Start Provided material

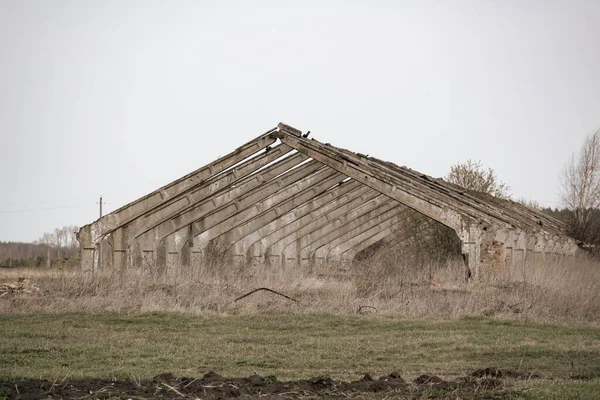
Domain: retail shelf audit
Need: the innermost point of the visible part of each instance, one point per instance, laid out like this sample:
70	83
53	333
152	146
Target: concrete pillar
248	238
236	227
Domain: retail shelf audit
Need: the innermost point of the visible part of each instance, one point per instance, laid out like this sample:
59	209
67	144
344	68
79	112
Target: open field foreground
167	355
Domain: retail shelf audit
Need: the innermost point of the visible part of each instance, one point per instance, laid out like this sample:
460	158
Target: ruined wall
285	199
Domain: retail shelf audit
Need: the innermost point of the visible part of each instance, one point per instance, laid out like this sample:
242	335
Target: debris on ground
22	286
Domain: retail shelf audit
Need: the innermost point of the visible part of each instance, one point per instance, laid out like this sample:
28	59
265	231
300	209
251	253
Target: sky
118	98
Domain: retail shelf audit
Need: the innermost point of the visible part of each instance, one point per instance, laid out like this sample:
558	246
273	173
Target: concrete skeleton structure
284	199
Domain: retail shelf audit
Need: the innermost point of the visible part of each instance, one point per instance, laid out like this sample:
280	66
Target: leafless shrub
558	290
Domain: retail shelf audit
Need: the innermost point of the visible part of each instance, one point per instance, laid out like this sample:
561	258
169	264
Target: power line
42	209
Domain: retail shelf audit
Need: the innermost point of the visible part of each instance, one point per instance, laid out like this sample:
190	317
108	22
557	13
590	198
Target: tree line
58	248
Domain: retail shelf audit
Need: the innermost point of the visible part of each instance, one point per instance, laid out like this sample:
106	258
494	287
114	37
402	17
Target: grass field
55	346
77	329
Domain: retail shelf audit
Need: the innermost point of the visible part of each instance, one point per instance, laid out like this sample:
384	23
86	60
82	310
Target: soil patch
489	384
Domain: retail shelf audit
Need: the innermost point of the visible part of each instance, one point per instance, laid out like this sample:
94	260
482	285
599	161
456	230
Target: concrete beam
262	213
373	218
259	251
331	248
241	197
240	246
287	249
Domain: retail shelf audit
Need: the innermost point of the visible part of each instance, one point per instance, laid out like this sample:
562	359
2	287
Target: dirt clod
214	386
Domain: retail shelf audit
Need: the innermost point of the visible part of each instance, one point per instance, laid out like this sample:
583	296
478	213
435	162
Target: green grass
291	346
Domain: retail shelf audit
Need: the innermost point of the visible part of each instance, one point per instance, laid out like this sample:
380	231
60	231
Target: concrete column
295	231
239	248
236	227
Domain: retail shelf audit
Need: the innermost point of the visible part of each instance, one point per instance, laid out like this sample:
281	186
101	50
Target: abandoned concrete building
287	199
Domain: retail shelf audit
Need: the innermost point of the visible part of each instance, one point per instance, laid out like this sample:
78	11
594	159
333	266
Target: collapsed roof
284	198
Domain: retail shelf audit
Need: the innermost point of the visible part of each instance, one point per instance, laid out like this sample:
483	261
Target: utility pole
100	244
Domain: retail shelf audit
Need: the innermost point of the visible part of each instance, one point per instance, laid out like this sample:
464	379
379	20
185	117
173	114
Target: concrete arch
89	236
280	238
324	236
230	202
286	251
235	228
333	248
242	248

End Provided material

Required task: Exclude all images and restate the records above word for word.

Problem solution:
Domain: retail shelf audit
Need: the innermost point of the visible part of each instance, one point per instance, laid out like this sample:
70	83
53	333
152	146
Target: concrete pillar
248	238
236	227
Domain: retail shelf audit
Need: the innermost point of the visible part of each instance, one point per instance, laid out like this sample:
59	209
67	144
344	68
79	112
Target: open field foreground
167	355
Domain: retail shelf audit
Need: the innermost point of the visible part of each instance, one point per instance, laid out like this sample:
460	158
Target: ruined wall
285	199
Domain: retail shelf audit
Need: the innermost point of the visible part of each instance, one point per instance, laid out like this sample:
242	335
Target: debris on ground
22	286
Domain: retail shelf audit
Need: the innermost point of the visible part of each instance, one point per instance, laid out like this sample:
28	59
265	231
300	209
251	253
Target: sky
118	98
Domain: retail shelf audit
Need: the innermost point of the visible part of each instance, one point per instance, laid out like this sample:
558	246
273	173
Target: concrete skeleton structure
284	199
Domain: retail shelf audit
Need: the innermost point of the visible part of each instance, one point per instance, laid out like this sample:
280	66
Target: leafless shrub
558	290
Domain: retail shelf audit
Need: the innermost point of the visible part of each instance, one point per instance, laid out like this sample:
561	258
169	264
Target: power line
42	209
Domain: retail shelf audit
Need: the innermost point of the visible part of each instance, one point per instance, laid out like this sample:
190	317
108	22
557	13
590	198
Target: tree line
58	248
Domain: retail shelf audit
Need: the innermost point of the visible part of each instance, one point per instance, laid out like this sample:
106	258
494	287
114	37
402	17
Target: grass field
55	346
77	329
Domain: retail shelf audit
Need: the innermost point of the visible part of each instance, one point per instance, laid out like this sample:
384	23
86	60
82	310
Target: soil patch
489	384
Domain: retail shelf audit
Need: the innermost point of the visible part of each instance, one point per instance, laid out like this sample:
94	260
482	285
599	161
456	230
Target: concrete beam
262	213
373	218
259	251
331	248
241	197
240	246
287	249
Domain: retail shelf audit
Need: the innermost point of the visible part of each instance, one point per instance, laid out like this sample:
562	359
2	287
Target: dirt clod
214	386
Domain: retail shelf audit
Need: the innermost point of the visible part of each instance, one point per instance, laid out like this sample:
583	296
478	213
435	162
Target: green grass
291	346
Domain: retail shelf audit
Need: the innermost point of the visible part of each instance, one point per instance, laid out like this sample:
380	231
60	231
Target: concrete column
295	231
239	248
236	227
Domain: retail shelf audit
Need: the innermost point of the visible part of each instance, one point per instance, laid out like this sample:
281	186
101	50
Target: abandoned concrete building
287	199
Domain: retail shelf audit
Need: the innermost point of the visible part of each instance, one point per instance, laid out like this sample:
78	11
594	159
333	266
Target: collapsed roof
284	198
Domain: retail shelf audit
Need: the innermost point of the visible part of each instance, one point per instance, laid out like this sample:
483	261
Target: utility pole
100	244
Domain: retail shelf audit
Need: the innermost point of the visible part of each instance, one point per instance, laid out like this sample:
464	379
379	20
185	117
173	114
Target: concrete arch
89	236
280	238
324	236
230	202
286	251
235	228
333	248
242	248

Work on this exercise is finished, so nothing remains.